### [Directions for this task]
Go through the following data and transcribe exactly the stretch of lines from the one holding "box: [207, 0, 407, 122]" to the one holding "4L216 2L206 16L241", both included.

Stored items
● ● ● ● ●

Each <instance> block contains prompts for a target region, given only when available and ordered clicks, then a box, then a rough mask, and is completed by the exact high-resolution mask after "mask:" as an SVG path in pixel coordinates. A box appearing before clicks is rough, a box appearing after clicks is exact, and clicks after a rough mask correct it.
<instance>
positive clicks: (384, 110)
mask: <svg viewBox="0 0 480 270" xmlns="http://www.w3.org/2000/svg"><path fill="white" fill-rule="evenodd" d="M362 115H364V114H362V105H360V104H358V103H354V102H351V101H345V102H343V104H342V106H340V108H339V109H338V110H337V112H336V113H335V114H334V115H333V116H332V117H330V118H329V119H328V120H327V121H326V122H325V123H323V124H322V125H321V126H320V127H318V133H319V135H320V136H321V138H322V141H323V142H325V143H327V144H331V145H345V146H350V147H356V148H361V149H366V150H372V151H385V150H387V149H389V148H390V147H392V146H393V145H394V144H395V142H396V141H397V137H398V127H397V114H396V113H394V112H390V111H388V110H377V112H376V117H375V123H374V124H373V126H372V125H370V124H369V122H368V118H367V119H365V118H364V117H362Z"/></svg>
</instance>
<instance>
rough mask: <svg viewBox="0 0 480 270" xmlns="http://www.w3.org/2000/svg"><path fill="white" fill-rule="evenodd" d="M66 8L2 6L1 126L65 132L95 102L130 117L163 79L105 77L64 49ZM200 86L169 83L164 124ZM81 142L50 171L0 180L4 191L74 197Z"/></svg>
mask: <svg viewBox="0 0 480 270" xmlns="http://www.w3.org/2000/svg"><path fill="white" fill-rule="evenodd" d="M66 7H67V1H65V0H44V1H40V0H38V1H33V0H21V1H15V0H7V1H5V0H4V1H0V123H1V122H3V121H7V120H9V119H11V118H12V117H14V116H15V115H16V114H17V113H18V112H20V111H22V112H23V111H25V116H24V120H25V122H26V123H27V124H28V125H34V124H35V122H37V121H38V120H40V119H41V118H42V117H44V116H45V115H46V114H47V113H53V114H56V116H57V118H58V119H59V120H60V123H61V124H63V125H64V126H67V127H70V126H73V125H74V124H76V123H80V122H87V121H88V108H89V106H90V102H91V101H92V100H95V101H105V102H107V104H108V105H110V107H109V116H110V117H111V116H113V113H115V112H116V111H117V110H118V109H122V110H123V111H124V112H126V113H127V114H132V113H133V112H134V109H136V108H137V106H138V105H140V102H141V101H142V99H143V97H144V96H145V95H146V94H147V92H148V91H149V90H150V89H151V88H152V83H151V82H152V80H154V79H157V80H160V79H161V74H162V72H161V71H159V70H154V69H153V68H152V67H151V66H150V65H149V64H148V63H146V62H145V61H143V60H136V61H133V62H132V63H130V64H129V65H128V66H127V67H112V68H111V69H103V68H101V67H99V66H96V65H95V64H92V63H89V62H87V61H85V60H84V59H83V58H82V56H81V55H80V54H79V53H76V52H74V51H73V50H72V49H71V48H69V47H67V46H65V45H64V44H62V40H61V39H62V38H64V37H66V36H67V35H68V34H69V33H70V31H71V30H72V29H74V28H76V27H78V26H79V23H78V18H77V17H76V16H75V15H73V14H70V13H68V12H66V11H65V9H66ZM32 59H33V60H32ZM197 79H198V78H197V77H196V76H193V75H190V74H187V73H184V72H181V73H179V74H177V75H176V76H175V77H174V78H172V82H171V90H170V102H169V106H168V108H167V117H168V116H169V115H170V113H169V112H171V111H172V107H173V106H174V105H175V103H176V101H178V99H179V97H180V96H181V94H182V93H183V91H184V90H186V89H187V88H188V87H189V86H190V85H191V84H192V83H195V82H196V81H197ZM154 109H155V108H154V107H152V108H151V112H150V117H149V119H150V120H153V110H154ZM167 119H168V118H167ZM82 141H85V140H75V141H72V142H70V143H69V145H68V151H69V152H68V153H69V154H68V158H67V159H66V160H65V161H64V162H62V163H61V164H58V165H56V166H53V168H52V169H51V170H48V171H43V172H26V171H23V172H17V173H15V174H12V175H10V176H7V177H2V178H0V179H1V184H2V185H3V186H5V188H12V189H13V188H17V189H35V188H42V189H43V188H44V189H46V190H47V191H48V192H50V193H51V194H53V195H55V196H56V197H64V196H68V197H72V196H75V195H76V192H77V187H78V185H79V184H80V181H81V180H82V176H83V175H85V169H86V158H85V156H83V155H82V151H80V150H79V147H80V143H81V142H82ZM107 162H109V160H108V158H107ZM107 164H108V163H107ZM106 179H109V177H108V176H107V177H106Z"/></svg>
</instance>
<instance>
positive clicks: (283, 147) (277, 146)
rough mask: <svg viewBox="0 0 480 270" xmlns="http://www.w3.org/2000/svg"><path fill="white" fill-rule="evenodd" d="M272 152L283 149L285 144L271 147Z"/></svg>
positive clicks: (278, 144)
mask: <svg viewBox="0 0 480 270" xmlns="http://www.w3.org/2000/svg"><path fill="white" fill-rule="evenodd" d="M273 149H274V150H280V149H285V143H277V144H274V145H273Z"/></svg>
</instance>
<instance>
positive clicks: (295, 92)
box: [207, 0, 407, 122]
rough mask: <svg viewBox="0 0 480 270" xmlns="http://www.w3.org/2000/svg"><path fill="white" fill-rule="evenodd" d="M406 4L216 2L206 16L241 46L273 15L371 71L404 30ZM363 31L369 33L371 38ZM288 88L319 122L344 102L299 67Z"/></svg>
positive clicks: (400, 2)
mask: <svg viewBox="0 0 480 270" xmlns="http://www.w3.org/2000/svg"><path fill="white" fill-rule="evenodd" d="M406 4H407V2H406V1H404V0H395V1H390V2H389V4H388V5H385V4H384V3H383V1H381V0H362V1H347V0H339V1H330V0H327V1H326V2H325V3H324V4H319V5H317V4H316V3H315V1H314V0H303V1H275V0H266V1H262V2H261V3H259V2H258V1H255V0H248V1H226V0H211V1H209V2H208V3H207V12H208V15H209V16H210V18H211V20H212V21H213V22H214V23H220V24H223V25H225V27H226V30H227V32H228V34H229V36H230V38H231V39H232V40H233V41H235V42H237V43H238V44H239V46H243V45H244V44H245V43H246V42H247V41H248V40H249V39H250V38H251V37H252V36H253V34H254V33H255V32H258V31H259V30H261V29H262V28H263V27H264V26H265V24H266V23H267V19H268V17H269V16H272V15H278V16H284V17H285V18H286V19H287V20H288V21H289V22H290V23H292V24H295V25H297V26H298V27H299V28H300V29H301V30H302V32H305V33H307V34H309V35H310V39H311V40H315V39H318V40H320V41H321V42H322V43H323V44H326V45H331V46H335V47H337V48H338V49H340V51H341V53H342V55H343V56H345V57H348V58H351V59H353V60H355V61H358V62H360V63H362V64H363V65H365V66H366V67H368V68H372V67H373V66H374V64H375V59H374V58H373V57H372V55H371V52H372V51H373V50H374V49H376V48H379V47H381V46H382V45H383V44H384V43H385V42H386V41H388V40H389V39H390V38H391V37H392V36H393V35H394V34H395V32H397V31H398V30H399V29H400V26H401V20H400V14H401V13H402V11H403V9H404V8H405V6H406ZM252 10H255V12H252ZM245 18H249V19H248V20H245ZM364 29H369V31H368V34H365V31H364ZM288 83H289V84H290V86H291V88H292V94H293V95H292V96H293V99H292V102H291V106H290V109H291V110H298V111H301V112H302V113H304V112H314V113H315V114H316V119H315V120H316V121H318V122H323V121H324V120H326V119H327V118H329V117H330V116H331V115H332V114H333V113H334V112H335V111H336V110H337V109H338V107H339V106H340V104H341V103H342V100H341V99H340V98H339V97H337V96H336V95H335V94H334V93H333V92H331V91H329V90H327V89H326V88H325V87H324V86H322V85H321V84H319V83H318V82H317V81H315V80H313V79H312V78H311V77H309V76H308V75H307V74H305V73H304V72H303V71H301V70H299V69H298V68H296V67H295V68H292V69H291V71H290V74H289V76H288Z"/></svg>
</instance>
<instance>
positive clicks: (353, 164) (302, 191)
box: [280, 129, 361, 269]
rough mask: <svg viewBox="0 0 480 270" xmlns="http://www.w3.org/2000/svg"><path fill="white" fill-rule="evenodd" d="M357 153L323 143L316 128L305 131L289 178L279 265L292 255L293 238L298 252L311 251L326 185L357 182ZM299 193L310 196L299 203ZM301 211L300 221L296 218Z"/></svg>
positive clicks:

● ● ● ● ●

### [Response to this task]
box: [207, 0, 407, 122]
rough mask: <svg viewBox="0 0 480 270" xmlns="http://www.w3.org/2000/svg"><path fill="white" fill-rule="evenodd" d="M406 4L216 2L206 16L241 46L273 15L371 71L404 30ZM363 31L369 33L371 38ZM288 88L319 122L344 102L299 67Z"/></svg>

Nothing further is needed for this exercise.